- **PASSAGE FOR REVIEW**:
Local news and television programmes are provided by BBC East Midlands and ITV Central. Television signals are received from the Waltham TV transmitter, BBC Yorkshire and Lincolnshire and ITV Yorkshire can also be also received from the Belmont TV transmitter.

Local radio stations are BBC Radio Nottingham, Capital East Midlands and Smooth East Midlands.

===Festivals===
The annual Southwell Music Festival is held every August in Southwell Minster and other nearby venues. The Gate to Southwell Festival of roots and acoustic music is held each year in early June.

==Sport==
Southwell is home to the following clubs:

- Bramley Apple FC was established in 2021 by locals Chris Rice and Jonathan Rice; it plays in the Newark Football Alliance Division 2. It is the last remaining Sunday league side in Southwell
- Southwell Rugby Club, known as the Redmen, was formed in 1922–1923. In the 2011–2012 season, it won a historic treble as RFU Midlands 4 (East) North League Champions, Nottinghamshire Junior Cup winners and Nottinghamshire/Lincolnshire/Derbyshire Plate winners
- Southwell City Football Club, an FA Charter Standard Community Club, involves over 400 local players in 35 teams aged five years to veteran
- Southwell Cricket Club play at Brackenhurst Cricket Ground.

Southwell Racecourse, owned by the Arena Racing Company, is situated on the outskirts of the town near Fiskerton and has an all-weather track. It hosts jump and flat racing.

Southwell has a leisure centre run by a local trust, with trustees from the community; the district council also provides limited support.

==International relations==
The town is twinned with:
- Sées in France
- Sarzana in Italy
- Český Brod in the Czech Republic.

==Notable people==
In order of birth:
- St Edburga of Repton was translated from Repton Abbey to Southwell and died here about AD 700
- Ælfric Puttoc (died 1051), Archbishop of York, died here
- Geoffrey Plantagenet, natural son of King Henry II of England and Archbishop of York, was ordained priest here in 1181
- Matthew Sylvester (c. 1636–1708), Nonconformist minister and religious writer, was born here
- Thomas Spofforth (1743–1826), organist, died here.

- **GIVEN DATA**:
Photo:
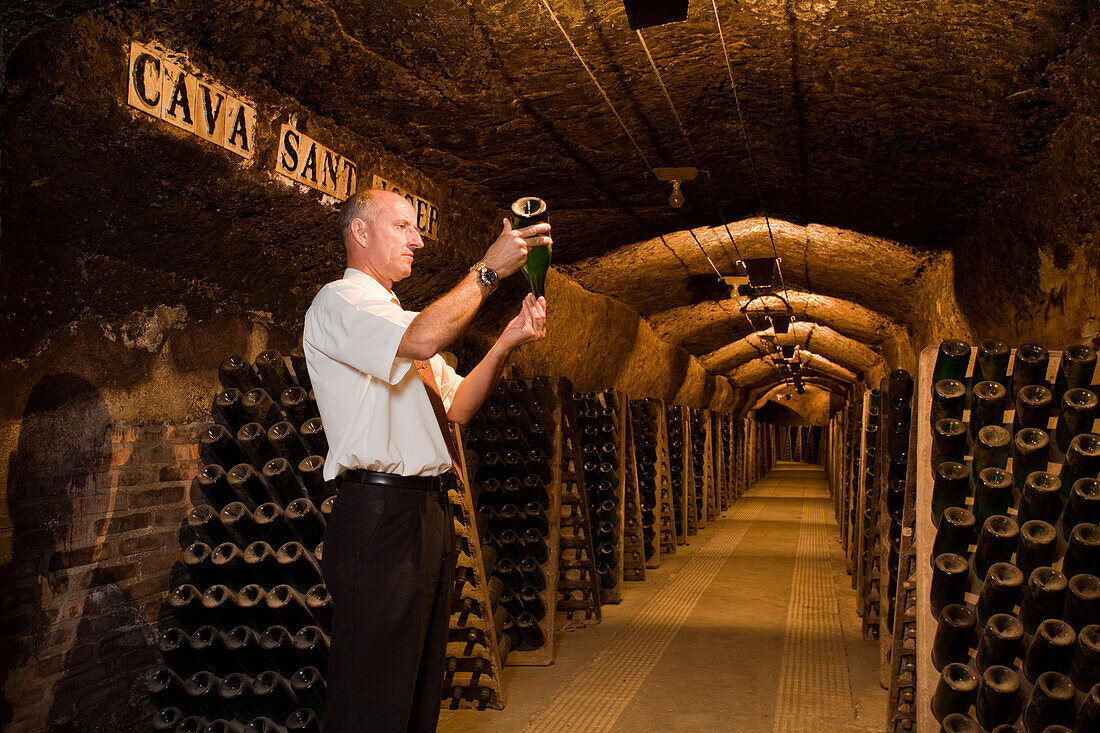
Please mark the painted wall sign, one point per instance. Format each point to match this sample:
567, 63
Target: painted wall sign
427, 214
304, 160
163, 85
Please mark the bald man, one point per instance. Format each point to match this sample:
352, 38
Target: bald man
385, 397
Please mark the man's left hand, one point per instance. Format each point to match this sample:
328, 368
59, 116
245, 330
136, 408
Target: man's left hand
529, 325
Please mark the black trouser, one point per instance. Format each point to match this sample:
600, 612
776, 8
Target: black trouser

- **USING THE INFORMATION**:
**a.** Using the passage on Southwell, explain in one to three sentences why Southwell Rugby Club's 2011–2012 season is described as a treble.
**b.** Write the next part of the passage on Southwell, picking up after its final line.
The items above are separate from the passage on Southwell and are unrelated to it.

- **PER-TASK ANSWERS**:
**a.** In the 2011–2012 season, Southwell Rugby Club won three titles. It became RFU Midlands 4 (East) North League Champions, won the Nottinghamshire Junior Cup, and won the Nottinghamshire/Lincolnshire/Derbyshire Plate.

**b.**
- John Spray (c. 1768–1827), tenor singer and vicar choral for the Dublin cathedrals, was born here and sang as a boy in the Minster Choir
- Reginald Spofforth (1769–1827), composer and organist, was baptised here
- Mary Ann Brailsford, who grew the first Bramley cooking apple tree from seed, was baptised here in May 1791
- Rev. John Thomas Becher (1770–1848), cleric, social reformer and friend of Lord Byron, was Vicar-General of Southwell Minster in 1818–1840
- Richard Ingleman (1777–1838), architect and surveyor, died here
- Henry Stenton (1815–1887) was a first-class cricketer and Southwell solicitor
- Francis Tinley (1819–1889), first-class cricketer with Nottinghamshire, was born here, as was his first-class cricketing brother Vincent Tinley (1828–1899)
- Chappell Batchelor (1822–1884), organist and first-class cricketer, was born here and sang as a boy in the Minster Choir
- John Hatfield (1831–1889), first-class cricketer, was born here
- William Horsley (1835–1864), first-class cricketer, was born and died here
- Sebastian Smith (1869–1948), a stage and film actor, was born here
- Edmond Foljambe (1890–1960), first-class cricketer, was born here
- Ted Hufton (1892–1967), international footballer, was born here
- Sir Joseph Lockwood (1904–1991), whose company helped to finance The Beatles, was born here
- Bernard William Jewry (1942–2014), singer and actor known by the stage names Shane Fenton and later Alvin Stardust, attended Southwell Minster Collegiate School (now The Minster School)
- Lilian Greenwood (born 1966), Labour MP for Nottingham South, lived in Southwell 1999–2020
- Mathew Horne (born 1978), actor who is best known for his role as Gavin Shipman in the British sitcom Gavin & Stacey, studied at the Minster School
- Robert Jenrick (born 1982), MP for Newark since 2014, rents a property here
- Hayley Turner (born 1983), jockey who attended the Minster School
- Tom Ryder (born 1985), rugby player, attended the Minster School
- Siân Welby (born 1986), television presenter and radio host, attended the Minster School
- Scott Loach (born 1988), league footballer, attended the Minster School and played for Southwell United as a youth.

==See also==
- Dumble – a local word used to refer to a small wooded area
- Hockerwood – a historic deer park in the area.